THE PROBLEM:
Filter the material below so that only lines containing "with" remain.

RECORDS FOR THE EXERCISE:
..............................

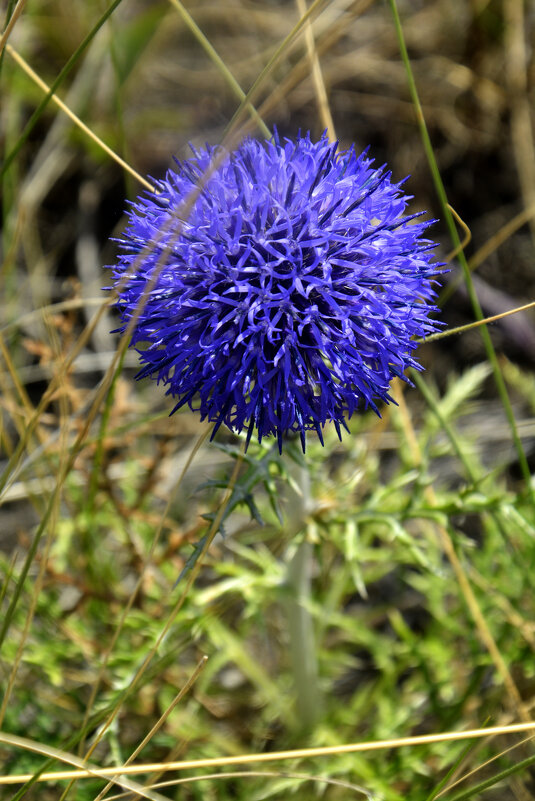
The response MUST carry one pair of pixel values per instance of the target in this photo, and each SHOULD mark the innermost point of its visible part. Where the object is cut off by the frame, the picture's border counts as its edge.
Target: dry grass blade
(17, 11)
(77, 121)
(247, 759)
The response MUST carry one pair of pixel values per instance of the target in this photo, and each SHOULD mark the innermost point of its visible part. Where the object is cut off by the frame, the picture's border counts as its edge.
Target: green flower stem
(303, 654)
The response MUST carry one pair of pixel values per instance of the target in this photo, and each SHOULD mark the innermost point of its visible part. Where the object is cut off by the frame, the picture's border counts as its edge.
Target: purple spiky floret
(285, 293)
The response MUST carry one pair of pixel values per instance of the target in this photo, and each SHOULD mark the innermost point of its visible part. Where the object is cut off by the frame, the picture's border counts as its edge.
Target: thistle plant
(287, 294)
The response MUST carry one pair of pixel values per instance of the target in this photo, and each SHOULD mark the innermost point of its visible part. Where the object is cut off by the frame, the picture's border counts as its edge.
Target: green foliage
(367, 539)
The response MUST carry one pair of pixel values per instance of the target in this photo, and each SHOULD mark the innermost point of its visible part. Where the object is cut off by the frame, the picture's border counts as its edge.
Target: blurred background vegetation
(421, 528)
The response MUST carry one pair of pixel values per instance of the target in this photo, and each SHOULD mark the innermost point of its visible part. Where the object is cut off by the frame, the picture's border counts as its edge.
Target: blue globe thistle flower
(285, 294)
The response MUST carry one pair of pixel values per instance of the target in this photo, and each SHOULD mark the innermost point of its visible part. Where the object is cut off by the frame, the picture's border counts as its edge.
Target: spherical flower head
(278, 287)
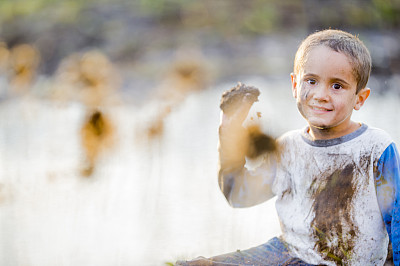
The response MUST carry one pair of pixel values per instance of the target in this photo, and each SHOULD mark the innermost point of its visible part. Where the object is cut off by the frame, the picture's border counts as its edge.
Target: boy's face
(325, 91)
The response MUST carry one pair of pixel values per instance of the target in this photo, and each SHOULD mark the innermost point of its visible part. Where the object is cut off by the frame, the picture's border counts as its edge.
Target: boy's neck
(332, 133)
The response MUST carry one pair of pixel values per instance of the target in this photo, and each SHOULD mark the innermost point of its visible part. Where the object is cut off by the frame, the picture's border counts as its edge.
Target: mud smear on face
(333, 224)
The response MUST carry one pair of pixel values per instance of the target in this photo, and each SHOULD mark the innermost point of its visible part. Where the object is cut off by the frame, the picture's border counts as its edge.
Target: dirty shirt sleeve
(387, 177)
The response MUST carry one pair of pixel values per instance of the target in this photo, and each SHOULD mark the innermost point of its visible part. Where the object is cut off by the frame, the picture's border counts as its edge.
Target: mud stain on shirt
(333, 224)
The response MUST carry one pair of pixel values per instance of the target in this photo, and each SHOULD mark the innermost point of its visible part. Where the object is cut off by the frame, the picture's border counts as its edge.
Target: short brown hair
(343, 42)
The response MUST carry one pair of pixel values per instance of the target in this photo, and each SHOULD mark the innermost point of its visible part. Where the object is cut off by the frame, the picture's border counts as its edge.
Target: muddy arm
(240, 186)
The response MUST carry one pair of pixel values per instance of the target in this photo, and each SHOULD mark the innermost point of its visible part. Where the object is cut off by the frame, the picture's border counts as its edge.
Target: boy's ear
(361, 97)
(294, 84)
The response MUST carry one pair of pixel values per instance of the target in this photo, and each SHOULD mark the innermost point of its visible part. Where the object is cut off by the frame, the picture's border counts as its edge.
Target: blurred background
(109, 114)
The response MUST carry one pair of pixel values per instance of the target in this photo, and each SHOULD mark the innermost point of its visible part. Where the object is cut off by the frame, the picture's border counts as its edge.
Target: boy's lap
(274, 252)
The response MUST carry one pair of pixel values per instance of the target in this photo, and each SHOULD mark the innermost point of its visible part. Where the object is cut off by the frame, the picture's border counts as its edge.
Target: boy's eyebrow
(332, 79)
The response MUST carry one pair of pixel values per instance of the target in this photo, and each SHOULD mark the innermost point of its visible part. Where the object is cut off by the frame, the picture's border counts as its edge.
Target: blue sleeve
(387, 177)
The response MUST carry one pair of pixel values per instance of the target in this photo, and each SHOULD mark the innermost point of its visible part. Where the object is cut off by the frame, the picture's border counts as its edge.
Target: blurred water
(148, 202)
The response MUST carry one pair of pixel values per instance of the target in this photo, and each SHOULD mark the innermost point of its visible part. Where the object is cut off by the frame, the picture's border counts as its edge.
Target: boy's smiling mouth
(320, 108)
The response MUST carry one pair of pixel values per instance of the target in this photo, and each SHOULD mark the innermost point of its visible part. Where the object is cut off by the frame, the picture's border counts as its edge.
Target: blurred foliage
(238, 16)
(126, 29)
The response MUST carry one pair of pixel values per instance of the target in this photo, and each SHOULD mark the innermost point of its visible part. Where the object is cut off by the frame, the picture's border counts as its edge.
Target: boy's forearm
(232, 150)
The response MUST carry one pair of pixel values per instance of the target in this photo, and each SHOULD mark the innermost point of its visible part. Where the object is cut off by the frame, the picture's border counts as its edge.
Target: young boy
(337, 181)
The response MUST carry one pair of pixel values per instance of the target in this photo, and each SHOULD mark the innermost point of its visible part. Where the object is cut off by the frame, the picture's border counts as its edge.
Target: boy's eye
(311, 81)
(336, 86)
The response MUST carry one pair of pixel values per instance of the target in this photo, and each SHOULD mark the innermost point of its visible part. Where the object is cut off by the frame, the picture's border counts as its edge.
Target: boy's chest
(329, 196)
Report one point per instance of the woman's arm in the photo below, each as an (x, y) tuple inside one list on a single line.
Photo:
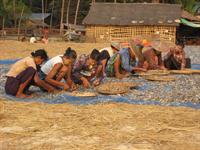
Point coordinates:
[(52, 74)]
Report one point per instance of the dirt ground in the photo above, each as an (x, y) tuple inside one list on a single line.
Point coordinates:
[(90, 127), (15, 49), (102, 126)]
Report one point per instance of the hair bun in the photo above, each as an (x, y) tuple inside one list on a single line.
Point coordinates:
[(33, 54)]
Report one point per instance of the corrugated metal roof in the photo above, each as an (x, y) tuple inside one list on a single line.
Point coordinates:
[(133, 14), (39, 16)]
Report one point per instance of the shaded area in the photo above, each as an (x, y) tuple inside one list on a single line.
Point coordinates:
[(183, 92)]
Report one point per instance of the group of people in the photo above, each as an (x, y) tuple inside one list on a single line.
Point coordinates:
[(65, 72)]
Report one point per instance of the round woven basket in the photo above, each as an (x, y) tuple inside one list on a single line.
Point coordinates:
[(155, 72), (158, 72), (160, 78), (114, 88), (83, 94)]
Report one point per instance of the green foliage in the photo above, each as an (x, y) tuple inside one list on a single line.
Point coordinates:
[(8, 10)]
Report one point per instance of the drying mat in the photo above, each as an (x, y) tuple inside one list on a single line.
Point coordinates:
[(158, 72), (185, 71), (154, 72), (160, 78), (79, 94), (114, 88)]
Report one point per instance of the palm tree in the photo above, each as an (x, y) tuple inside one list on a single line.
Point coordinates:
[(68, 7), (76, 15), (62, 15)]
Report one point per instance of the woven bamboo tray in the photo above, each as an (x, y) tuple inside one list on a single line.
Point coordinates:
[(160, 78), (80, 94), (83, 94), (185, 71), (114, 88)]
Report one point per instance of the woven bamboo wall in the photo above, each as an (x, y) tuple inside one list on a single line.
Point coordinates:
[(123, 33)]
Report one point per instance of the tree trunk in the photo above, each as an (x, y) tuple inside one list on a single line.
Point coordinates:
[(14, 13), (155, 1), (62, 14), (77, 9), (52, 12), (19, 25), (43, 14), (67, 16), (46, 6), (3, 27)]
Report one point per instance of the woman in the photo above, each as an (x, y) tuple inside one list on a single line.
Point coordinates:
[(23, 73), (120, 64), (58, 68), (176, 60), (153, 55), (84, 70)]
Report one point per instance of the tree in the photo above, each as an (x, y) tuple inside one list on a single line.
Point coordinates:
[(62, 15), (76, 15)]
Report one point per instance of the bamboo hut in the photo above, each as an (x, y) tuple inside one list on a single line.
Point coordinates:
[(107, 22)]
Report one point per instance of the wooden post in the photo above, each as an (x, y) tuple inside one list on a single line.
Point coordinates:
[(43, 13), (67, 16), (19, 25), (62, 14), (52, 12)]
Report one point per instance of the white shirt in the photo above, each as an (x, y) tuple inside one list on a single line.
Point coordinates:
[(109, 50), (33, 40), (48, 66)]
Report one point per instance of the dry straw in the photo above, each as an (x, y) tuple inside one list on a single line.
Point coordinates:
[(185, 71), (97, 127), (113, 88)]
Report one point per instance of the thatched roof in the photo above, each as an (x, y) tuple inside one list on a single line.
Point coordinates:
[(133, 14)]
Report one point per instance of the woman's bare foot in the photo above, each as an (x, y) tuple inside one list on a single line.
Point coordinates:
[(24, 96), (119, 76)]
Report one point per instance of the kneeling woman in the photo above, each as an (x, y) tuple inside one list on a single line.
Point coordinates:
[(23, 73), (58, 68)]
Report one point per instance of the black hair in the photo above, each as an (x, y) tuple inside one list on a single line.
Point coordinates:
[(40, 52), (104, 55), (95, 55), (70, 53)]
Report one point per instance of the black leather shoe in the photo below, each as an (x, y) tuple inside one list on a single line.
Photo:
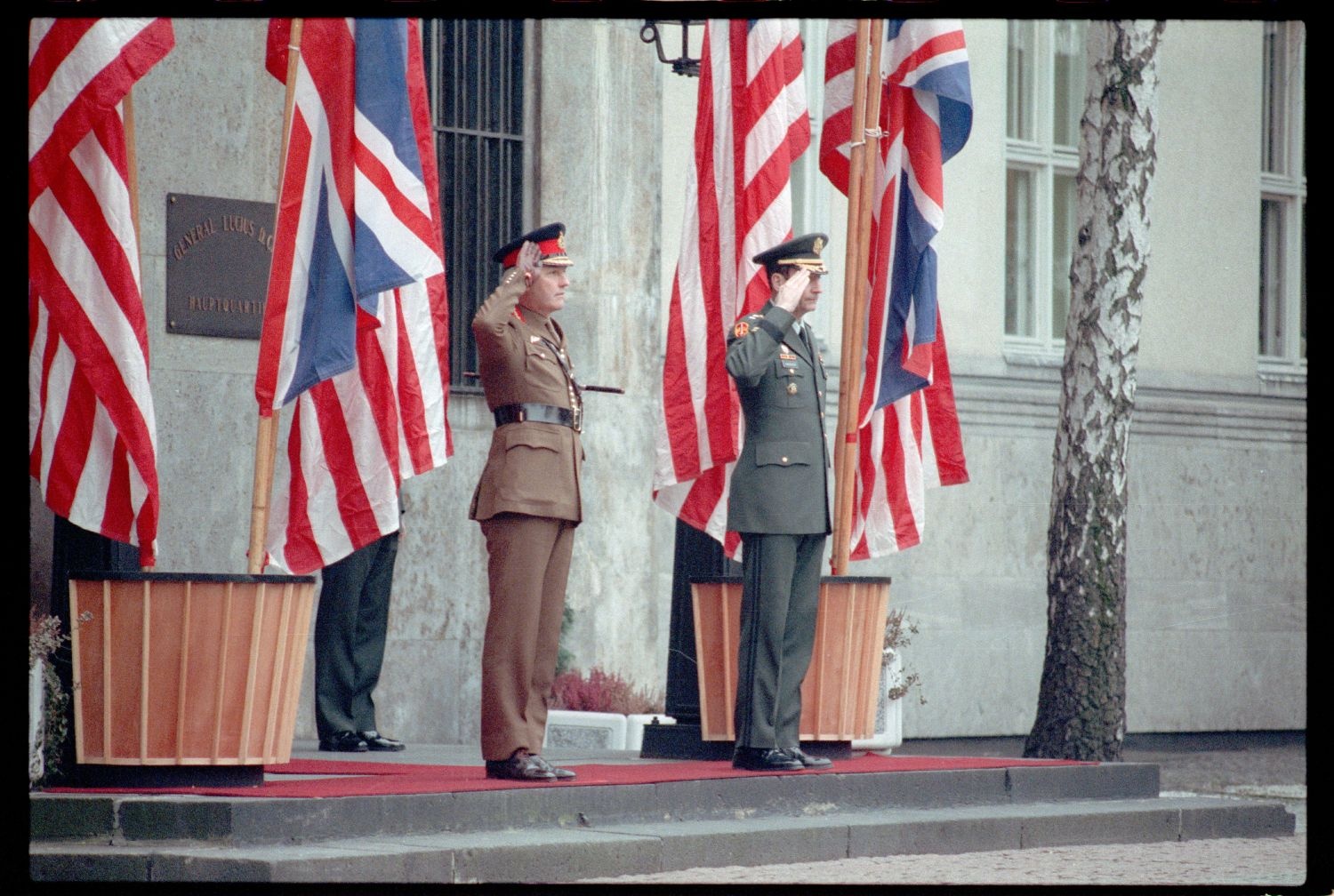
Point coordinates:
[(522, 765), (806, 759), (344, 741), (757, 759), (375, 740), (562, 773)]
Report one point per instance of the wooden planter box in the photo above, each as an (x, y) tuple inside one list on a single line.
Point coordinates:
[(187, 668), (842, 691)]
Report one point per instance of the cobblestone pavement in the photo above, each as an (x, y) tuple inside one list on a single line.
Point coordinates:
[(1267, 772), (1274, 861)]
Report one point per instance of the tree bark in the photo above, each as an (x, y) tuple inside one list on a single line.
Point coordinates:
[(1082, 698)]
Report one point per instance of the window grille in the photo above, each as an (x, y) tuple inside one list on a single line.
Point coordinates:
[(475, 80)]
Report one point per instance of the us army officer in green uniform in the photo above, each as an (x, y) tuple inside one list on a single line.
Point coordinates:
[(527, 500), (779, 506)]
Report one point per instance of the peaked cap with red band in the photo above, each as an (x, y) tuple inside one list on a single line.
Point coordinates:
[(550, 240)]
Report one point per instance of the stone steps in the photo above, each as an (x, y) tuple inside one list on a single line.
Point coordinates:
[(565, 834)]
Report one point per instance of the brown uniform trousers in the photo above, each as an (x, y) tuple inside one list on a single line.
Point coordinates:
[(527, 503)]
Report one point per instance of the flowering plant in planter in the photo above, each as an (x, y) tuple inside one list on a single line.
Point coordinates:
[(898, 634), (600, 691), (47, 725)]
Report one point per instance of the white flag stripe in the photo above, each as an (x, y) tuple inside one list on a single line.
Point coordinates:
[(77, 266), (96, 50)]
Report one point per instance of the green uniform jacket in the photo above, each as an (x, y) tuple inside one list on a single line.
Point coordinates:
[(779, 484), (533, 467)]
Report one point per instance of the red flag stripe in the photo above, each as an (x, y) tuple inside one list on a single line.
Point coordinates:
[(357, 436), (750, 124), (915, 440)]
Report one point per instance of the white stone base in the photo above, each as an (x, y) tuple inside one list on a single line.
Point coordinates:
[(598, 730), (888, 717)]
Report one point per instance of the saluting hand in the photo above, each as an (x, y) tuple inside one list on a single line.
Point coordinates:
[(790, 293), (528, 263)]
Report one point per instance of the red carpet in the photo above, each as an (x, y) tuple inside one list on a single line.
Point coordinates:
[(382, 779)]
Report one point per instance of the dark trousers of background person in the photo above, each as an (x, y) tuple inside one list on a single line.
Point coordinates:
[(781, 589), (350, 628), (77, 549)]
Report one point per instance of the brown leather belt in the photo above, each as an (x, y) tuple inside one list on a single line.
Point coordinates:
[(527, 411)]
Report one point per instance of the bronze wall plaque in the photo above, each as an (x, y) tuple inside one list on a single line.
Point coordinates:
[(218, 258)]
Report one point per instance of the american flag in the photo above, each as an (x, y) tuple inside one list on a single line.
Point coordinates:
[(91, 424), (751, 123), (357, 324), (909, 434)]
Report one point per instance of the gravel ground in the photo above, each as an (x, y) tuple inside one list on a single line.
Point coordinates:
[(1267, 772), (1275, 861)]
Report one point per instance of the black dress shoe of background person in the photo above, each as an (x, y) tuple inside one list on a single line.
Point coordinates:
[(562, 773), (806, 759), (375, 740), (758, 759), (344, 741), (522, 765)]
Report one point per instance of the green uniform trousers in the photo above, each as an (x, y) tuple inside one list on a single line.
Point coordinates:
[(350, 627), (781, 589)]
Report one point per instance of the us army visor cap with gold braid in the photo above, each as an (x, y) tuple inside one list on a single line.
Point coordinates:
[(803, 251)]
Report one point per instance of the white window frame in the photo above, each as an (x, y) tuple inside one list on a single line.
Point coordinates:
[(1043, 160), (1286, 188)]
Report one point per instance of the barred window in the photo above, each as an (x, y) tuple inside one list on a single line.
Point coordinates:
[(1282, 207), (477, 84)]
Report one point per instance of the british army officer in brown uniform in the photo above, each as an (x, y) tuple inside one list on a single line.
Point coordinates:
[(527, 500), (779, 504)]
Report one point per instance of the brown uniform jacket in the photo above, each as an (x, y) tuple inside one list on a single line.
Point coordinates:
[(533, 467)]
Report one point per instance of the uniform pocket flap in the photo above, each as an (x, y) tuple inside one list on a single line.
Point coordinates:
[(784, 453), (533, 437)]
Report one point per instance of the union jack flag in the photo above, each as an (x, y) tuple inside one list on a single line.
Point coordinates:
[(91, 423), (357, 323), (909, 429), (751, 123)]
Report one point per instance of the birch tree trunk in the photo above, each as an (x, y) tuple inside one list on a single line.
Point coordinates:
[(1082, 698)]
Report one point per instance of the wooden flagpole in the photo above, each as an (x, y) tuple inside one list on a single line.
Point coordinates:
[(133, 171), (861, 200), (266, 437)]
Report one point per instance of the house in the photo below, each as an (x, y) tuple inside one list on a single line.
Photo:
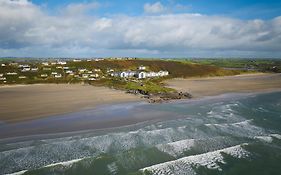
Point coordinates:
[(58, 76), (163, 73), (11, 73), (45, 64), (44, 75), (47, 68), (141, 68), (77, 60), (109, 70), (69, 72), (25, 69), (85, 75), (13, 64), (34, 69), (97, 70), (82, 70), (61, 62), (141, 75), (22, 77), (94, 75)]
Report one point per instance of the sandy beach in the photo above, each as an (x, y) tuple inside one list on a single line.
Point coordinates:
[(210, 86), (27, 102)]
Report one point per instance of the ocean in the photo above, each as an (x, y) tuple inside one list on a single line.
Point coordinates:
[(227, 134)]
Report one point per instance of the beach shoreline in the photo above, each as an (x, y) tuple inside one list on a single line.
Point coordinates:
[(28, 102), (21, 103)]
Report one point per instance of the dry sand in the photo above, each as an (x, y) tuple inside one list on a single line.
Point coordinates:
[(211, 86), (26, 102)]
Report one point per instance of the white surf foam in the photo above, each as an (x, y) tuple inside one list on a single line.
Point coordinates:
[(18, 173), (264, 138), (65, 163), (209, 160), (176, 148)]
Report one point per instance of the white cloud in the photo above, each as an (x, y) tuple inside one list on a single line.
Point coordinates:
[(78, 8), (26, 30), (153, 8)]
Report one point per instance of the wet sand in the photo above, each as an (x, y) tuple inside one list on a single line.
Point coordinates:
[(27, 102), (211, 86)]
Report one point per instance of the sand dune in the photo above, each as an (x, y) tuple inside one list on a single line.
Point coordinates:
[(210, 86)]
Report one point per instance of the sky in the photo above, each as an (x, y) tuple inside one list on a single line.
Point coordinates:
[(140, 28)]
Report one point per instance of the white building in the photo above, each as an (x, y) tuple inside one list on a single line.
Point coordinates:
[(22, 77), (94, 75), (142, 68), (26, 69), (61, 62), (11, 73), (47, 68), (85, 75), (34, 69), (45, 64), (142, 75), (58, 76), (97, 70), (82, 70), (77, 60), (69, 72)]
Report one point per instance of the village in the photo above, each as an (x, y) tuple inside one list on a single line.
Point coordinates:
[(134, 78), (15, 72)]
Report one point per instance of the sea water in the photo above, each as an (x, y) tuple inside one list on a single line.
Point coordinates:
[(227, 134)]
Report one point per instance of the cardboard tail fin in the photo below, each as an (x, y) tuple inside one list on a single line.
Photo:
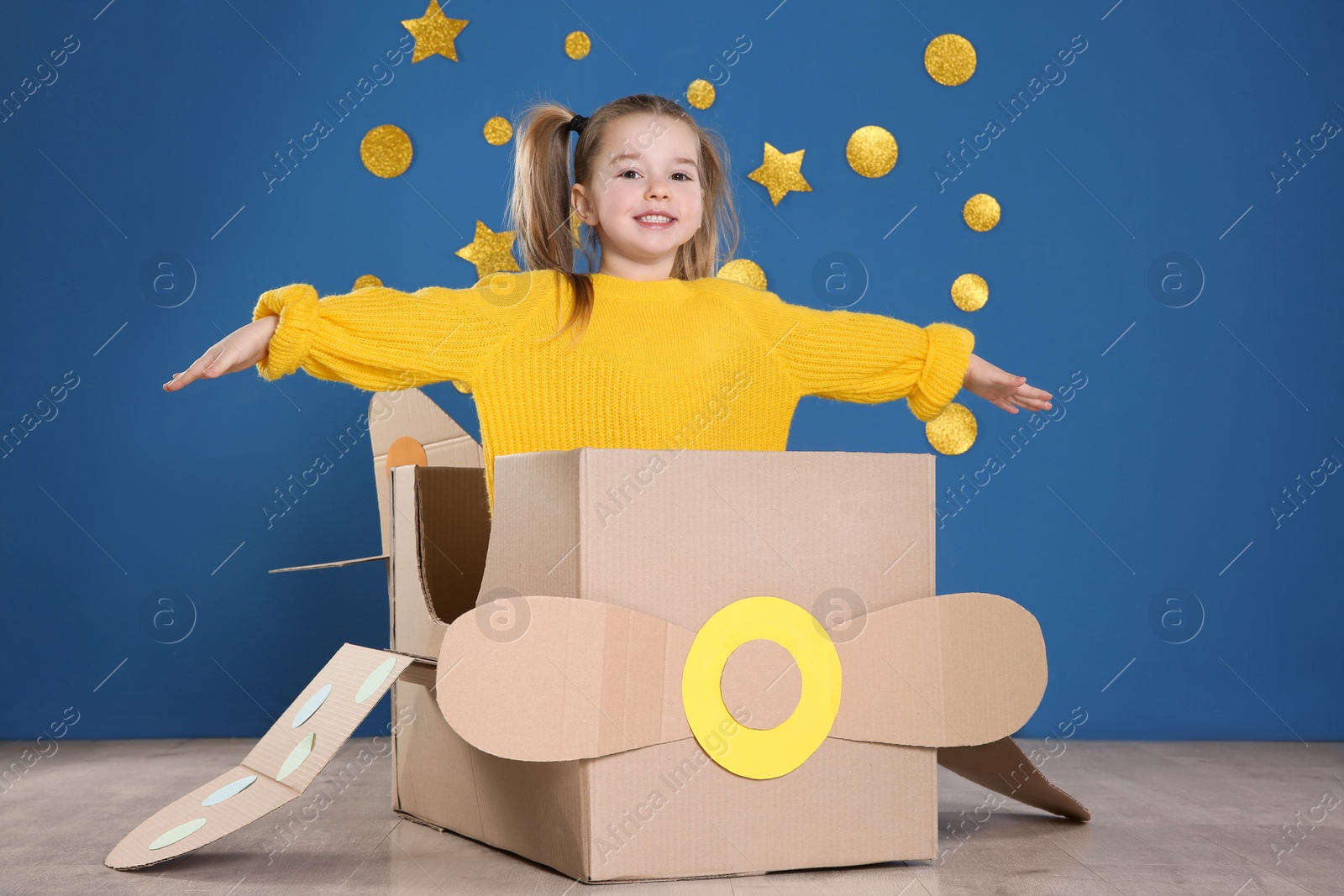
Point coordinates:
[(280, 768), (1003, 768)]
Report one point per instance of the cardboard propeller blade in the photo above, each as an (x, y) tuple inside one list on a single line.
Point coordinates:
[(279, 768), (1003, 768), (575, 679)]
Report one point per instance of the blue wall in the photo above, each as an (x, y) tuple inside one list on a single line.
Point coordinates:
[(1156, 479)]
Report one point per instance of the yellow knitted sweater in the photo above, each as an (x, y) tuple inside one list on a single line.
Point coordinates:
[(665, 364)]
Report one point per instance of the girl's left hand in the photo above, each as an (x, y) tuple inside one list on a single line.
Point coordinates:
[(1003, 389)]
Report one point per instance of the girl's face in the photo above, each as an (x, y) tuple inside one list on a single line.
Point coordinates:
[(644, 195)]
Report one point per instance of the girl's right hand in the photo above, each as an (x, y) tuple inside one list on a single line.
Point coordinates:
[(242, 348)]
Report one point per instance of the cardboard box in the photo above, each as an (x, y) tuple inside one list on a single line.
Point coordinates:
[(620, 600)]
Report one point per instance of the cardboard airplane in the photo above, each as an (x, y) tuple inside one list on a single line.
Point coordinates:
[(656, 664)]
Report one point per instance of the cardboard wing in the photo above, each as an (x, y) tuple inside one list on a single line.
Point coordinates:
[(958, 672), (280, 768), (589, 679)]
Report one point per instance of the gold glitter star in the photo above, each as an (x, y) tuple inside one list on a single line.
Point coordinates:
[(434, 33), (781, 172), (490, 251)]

..............................

EXERCISE RESPONSE:
Report one point per instance of the peaked cap with red band in the photo above, each as an (x, y) tuple inside one list on a single line.
Report one point per instance of the us army visor cap with gold braid in the photo above, each as an (x, y) tuple inside one list on a single line.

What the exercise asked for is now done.